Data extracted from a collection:
+===+

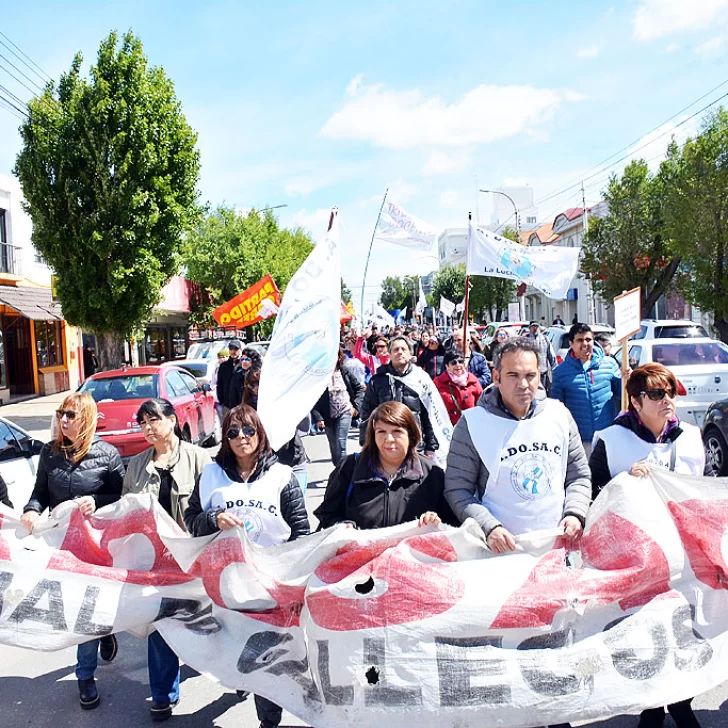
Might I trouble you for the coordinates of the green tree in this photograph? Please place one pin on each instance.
(228, 252)
(697, 217)
(109, 168)
(628, 247)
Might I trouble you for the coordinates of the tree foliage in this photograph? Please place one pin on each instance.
(628, 248)
(228, 252)
(697, 217)
(109, 169)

+===+

• _TASK REQUIREMENTS_
Rewrite the records above with "photograph" changed to "image" throughout and everything else kept the same. Leave the pictures out of your answer.

• _REPLY TO THE TASK_
Might I trouble you for the coordinates of the green tree in this image? Please place one pin on each instance.
(228, 252)
(697, 217)
(109, 168)
(628, 247)
Might I trouble you for the coordinates of the tree foliage in this image? Please place one pin on each instance.
(628, 248)
(228, 252)
(697, 217)
(109, 169)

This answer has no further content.